- ESERCIZIO BREVE 1:
Stabilisci se le affermazioni (a), (b) e (c) concordano con l'estratto sul Tav Torino-Lione. Per ciascuna rispondi sì o no e cita tra virgolette le parole decisive dell'estratto.
(a) La galleria più lunga prevista dal progetto misura 53 chilometri.
(b) Il Gvan partecipa alla lotta contro il progetto da vent'anni.
(c) Achille Croce fu il primo obiettore di coscienza all'industria bellica.
- ESERCIZIO BREVE 2: Scrivi il seguito dell'estratto sul Tav Torino-Lione, ripartendo subito dopo la sua ultima frase.

- ESTRATTO DELLA PAGINA:
§ §

4. RIFLESSIONE. NANNI SALIO: L'INSOSTENIBILE TAV
[Ringraziamo Nanni Salio (per contatti:
info@cssr-pas.org) per averci messo a disposizione come anticipazione questo articolo che comparira' sul prossimo fascicolo di "Azione nonviolenta" (per contatti: e-mail:
azionenonviolenta@sis.it, sito:
www.nonviolenti.org). Giovanni (Nanni) Salio, torinese, nato nel 1943, ricercatore nella facolta' di Fisica dell'Universita' di Torino, segretario dell'Ipri (Italian Peace Research Institute), si occupa da alcuni decenni di ricerca, educazione e azione per la pace, ed e' tra le voci piu' autorevoli della cultura nonviolenta in Italia; e' il fondatore e presidente del Centro studi "Domenico Sereno Regis", dotato di ricca biblioteca ed emeroteca specializzate su pace, ambiente, sviluppo (sede: via Garibaldi 13, 10122 Torino, tel. 011532824 - 011549005, fax: 0115158000, e-mail:
regis@arpnet.it, sito:
www.cssr-pas.org). Opere di Giovanni Salio: Difesa armata o difesa popolare nonviolenta?, Movimento Nonviolento, II edizione riveduta, Perugia 1983; Ipri (a cura di Giovanni Salio), Se vuoi la pace educa alla pace, Edizioni Gruppo Abele, Torino 1983; con Antonino Drago, Scienza e guerra: i fisici contro la guerra nucleare, Edizioni Gruppo Abele, Torino 1984; Le centrali nucleari e la bomba, Edizioni Gruppo Abele, Torino 1984; Progetto di educazione alla pace, Edizioni Gruppo Abele, Torino 1985-1991; Ipri (introduzione e cura di Giovanni Salio), I movimenti per la pace, vol. I. Le ragioni e il futuro, vol. II. Gli attori principali, vol. III. Una prospettiva mondiale, Edizioni Gruppo Abele, Torino 1986-1989; Le guerre del Golfo e le ragioni della nonviolenza, Edizioni Gruppo Abele, Torino 1991; con altri, Domenico Sereno Regis, Satyagraha, Torino 1994; Il potere della nonviolenza: dal crollo del muro di Berlino al nuovo disordine mondiale, Edizioni Gruppo Abele, Torino 1995; Elementi di economia nonviolenta, Movimento Nonviolento, Verona 2001; con D. Filippone, G. Martignetti, S. Procopio, Internet per l'ambiente, Utet, Torino 2001]
Da quindici anni il Gruppo valsusino di azione nonviolenta (in sigla: Gvan) e' al centro, insieme a una molteplicita' di altri gruppi, della lotta che
vede la popolazione locale opporsi al megaprogetto del treno ad alta velocita' (Tav) che dovrebbe collegare Torino a Lione con un percorso che prevede oltre cento chilometri di gallerie, di cui la piu' lunga (53 km) sotto il massiccio dell'Ambin. Dai tempi di Achille Croce, primo obiettore di coscienza all'industria bellica (presso le Officine Moncenisio: si veda Achille Croce, I mezzi della pace, Editoria Universitaria, Venezia 2004), e dalla seconda meta' degli anni '60, con le lotte per il riconoscimento dell'obiezione di coscienza condotte insieme al Mir-Movimento Nonviolento piemontese, il Gvan e' attivo, anche con il suo mensile "Dialogo in valle" (di cui un attivo animatore nonche' fondatore fu don Giuseppe Viglongo), nel promuovere una cultura della nonviolenza.

§ §

- INFORMAZIONI ESTRATTE:
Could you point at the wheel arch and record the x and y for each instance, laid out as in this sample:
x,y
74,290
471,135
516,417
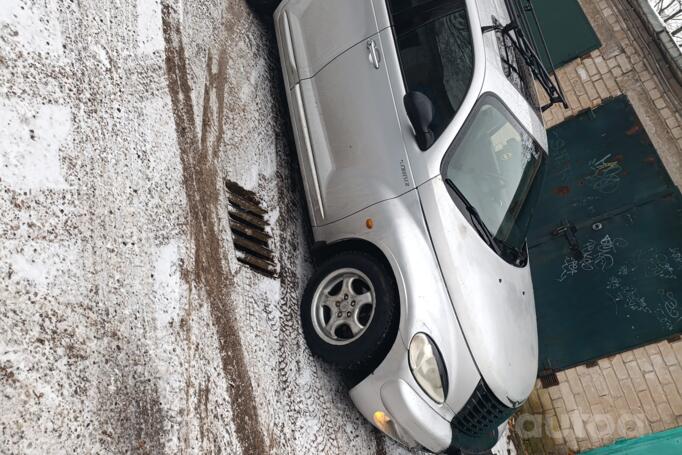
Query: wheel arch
x,y
324,250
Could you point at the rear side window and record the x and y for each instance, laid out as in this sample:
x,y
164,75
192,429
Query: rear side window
x,y
436,53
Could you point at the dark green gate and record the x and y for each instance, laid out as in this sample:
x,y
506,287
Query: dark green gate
x,y
565,27
606,241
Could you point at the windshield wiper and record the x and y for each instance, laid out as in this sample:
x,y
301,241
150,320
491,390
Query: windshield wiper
x,y
478,224
519,25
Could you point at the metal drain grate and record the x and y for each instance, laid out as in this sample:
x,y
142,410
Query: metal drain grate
x,y
250,230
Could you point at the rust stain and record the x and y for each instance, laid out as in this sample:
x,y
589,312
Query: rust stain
x,y
562,190
198,152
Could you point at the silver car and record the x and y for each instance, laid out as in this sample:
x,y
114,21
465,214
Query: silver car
x,y
422,150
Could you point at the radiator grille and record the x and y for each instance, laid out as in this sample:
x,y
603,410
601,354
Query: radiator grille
x,y
482,414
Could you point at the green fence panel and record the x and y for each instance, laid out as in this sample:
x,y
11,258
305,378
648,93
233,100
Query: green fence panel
x,y
606,241
566,30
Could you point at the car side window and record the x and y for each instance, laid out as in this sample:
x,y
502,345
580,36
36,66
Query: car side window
x,y
436,53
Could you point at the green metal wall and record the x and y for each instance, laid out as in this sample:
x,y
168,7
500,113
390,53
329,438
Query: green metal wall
x,y
612,279
567,31
664,443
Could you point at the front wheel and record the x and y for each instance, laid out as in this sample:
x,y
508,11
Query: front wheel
x,y
350,311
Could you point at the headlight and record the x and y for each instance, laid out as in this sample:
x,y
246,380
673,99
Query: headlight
x,y
427,367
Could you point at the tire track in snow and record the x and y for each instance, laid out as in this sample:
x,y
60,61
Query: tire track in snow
x,y
198,153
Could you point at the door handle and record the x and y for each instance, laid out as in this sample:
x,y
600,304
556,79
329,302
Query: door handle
x,y
568,230
374,54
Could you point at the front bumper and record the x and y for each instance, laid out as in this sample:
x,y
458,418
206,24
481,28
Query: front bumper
x,y
392,390
415,420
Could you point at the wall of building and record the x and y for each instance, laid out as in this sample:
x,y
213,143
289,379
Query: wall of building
x,y
637,392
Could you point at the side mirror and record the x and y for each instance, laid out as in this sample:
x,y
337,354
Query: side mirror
x,y
420,112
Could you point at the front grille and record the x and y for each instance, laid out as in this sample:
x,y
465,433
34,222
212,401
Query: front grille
x,y
482,414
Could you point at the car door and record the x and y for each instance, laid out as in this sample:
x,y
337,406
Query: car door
x,y
358,151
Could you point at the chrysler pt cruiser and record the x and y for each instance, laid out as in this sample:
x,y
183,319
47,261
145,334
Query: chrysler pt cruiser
x,y
422,149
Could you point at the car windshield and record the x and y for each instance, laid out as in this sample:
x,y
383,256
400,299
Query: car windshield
x,y
497,169
436,53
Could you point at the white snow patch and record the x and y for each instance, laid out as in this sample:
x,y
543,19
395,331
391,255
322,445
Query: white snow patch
x,y
30,140
47,266
149,32
35,24
167,284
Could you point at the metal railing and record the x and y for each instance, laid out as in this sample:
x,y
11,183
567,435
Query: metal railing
x,y
670,12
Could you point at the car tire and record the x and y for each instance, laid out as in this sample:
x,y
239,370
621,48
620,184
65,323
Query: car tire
x,y
266,7
341,346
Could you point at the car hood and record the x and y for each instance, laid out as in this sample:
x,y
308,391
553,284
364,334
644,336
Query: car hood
x,y
492,299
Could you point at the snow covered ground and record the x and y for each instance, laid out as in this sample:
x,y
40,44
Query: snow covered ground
x,y
126,322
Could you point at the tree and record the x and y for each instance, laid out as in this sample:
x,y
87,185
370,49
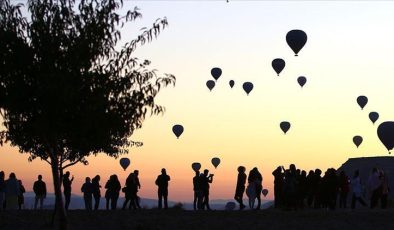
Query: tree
x,y
66,92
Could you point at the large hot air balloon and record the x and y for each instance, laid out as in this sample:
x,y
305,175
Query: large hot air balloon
x,y
216,73
285,126
215,161
373,116
278,64
196,166
386,134
357,140
124,162
362,101
296,39
177,130
301,81
231,83
247,86
210,84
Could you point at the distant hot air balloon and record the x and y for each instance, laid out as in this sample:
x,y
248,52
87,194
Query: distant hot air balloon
x,y
296,39
231,83
362,101
373,116
248,87
285,126
386,134
177,130
278,64
301,81
196,166
210,84
357,140
124,162
215,161
216,73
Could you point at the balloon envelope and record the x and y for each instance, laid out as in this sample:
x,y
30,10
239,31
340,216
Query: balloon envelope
x,y
386,134
248,87
296,39
196,166
278,64
177,130
231,83
362,101
210,84
373,116
357,140
215,161
285,126
301,81
124,162
216,73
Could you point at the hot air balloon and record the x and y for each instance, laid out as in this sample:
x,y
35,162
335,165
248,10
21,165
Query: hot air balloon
x,y
296,39
285,126
216,73
278,65
248,86
386,134
231,83
301,81
215,161
373,116
196,166
362,101
357,140
210,84
177,130
124,162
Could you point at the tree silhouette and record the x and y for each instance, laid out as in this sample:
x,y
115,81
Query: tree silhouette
x,y
66,90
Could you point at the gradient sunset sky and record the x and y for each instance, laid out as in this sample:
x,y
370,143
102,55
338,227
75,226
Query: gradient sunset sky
x,y
349,53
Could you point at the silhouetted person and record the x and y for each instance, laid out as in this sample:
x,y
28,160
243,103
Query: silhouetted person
x,y
357,190
240,189
2,189
96,191
278,186
21,197
87,191
112,194
205,181
67,188
197,202
162,183
40,190
344,183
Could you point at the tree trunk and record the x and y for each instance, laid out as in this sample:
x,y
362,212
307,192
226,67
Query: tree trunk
x,y
60,212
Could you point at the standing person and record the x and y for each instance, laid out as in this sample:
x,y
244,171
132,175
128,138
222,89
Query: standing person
x,y
240,189
162,182
67,188
357,190
21,198
87,191
205,181
40,189
12,191
96,191
2,189
112,194
343,189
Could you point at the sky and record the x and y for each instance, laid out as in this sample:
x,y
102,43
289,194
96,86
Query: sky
x,y
348,54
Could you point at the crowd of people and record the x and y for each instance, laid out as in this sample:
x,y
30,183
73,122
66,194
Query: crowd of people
x,y
293,189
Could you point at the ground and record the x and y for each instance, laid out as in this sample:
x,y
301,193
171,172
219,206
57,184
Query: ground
x,y
220,220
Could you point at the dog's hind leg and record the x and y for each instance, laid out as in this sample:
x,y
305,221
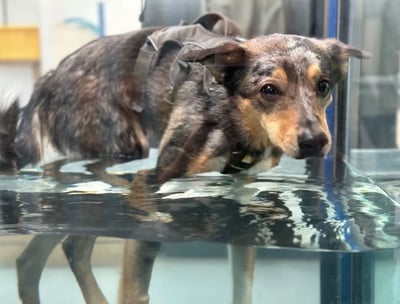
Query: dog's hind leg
x,y
30,265
137,267
242,259
78,250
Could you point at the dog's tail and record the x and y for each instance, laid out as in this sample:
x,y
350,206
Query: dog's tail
x,y
9,112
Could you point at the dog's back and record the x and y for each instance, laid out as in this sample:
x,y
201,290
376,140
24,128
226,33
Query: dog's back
x,y
88,106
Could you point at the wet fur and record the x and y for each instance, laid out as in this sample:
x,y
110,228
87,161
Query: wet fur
x,y
92,106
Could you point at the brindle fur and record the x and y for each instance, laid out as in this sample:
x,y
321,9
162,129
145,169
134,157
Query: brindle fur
x,y
261,97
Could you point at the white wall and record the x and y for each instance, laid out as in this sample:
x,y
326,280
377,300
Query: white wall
x,y
58,39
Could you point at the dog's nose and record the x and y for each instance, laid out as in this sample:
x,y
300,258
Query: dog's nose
x,y
312,144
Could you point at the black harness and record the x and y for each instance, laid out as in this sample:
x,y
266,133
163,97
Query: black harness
x,y
199,35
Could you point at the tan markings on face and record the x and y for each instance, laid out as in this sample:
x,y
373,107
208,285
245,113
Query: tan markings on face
x,y
250,119
283,128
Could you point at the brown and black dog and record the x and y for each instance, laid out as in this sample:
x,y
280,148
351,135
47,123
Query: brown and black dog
x,y
227,105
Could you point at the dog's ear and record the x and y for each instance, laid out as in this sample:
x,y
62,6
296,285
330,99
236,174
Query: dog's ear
x,y
218,59
340,53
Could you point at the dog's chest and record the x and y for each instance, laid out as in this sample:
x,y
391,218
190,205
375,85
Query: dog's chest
x,y
245,162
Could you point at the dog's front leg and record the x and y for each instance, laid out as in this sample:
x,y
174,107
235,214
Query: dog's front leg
x,y
242,259
137,267
78,250
30,265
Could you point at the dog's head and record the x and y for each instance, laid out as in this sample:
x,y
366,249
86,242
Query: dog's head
x,y
281,86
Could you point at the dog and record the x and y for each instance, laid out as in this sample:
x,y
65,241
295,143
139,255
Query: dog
x,y
230,105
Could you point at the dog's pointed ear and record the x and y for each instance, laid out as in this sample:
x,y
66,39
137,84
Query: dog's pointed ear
x,y
340,53
218,59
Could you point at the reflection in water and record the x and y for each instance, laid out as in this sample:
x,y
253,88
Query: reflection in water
x,y
287,207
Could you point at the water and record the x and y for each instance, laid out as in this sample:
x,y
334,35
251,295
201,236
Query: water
x,y
332,239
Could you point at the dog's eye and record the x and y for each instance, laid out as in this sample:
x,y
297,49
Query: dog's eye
x,y
269,91
324,87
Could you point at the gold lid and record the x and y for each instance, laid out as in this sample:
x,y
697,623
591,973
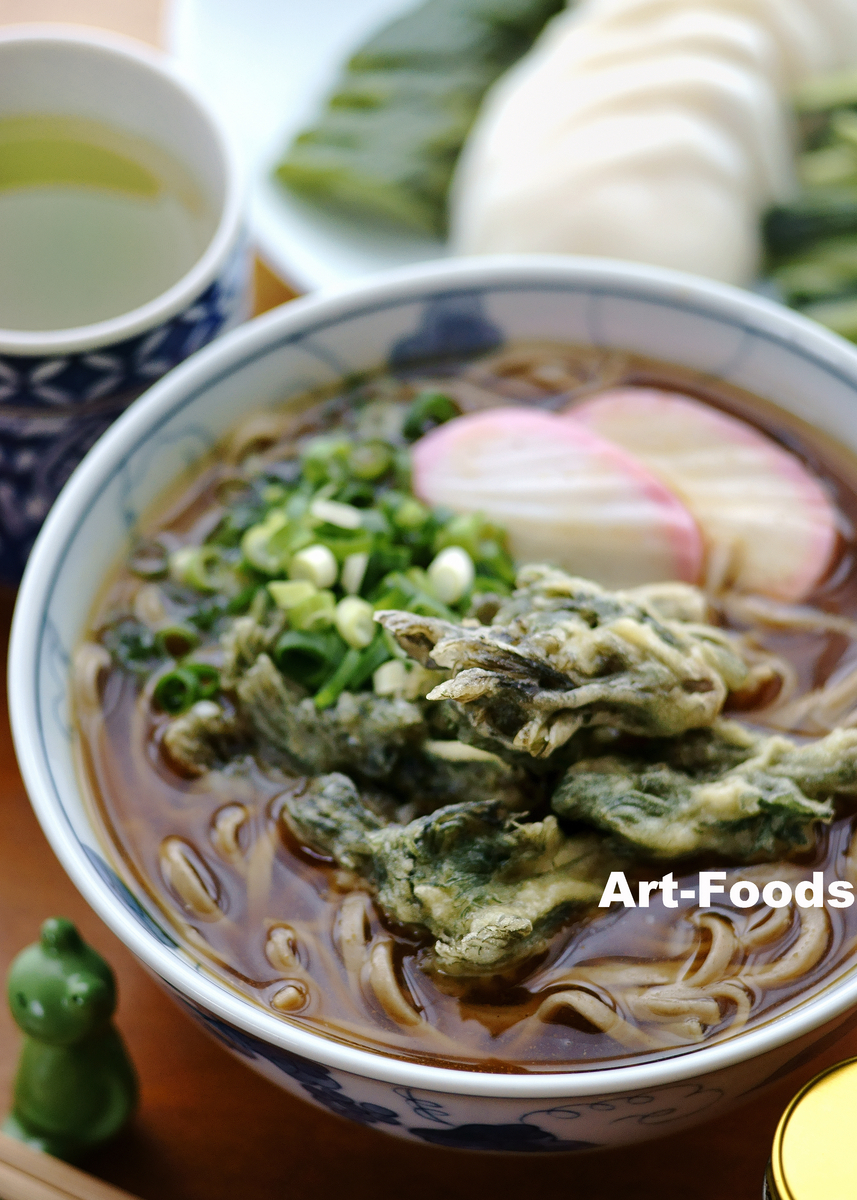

§ §

- RISPOSTA CORRETTA 1:
(a) Sì: "di cui la piu' lunga (53 km) sotto il massiccio dell'Ambin".
(b) No: "Da quindici anni il Gruppo valsusino di azione nonviolenta (in sigla: Gvan) e' al centro".
(c) Sì: "Achille Croce, primo obiettore di coscienza all'industria bellica".

- RISPOSTA CORRETTA 2:
Nel corso di questa lunga lotta contro il progetto Tav, grazie a una diffusa adesione tra la popolazione all'impostazione nonviolenta, essi hanno saputo
gestire anche momenti particolarmente difficili, come quelli degli ultimi mesi, in modo coerentemente nonviolento, con fantasia, creativita', fermezza, determinazione, e sono riusciti a impedire derive verso manifestazioni violente, provocazioni poliziesche e nuove tragedie (come la vicenda conclusasi con la tragica morte nel 1988 di due giovani anarchici, Sole e Baleno, sulla cui complessa vicenda si veda Tobia Imperato, Le scarpe dei suicidi,
www.inventati.org/fenix) ampliando l'area di sostegno e di solidarieta' sino a coinvolgere sindaci, comunita' montane, parroci, associazioni, popolazione locale, sindacati di base, tecnici e scienziati.
Ma solo negli ultimi mesi i media hanno cominciato a occuparsene su scala nazionale, fornendo spesso un'informazione parziale e distorta, descrivendo questa lotta come un tipico esempio di localismo da sindrome Nimby ("not in my backyard", non nel mio cortile), quando semmai si dovrebbe dire: "non nel mio cortile, ma neppure nel tuo". Vediamo perche', esaminando sommariamente quattro principali questioni e rimandando ad altre fonti per ulteriori approfondimenti (
www.notav.it).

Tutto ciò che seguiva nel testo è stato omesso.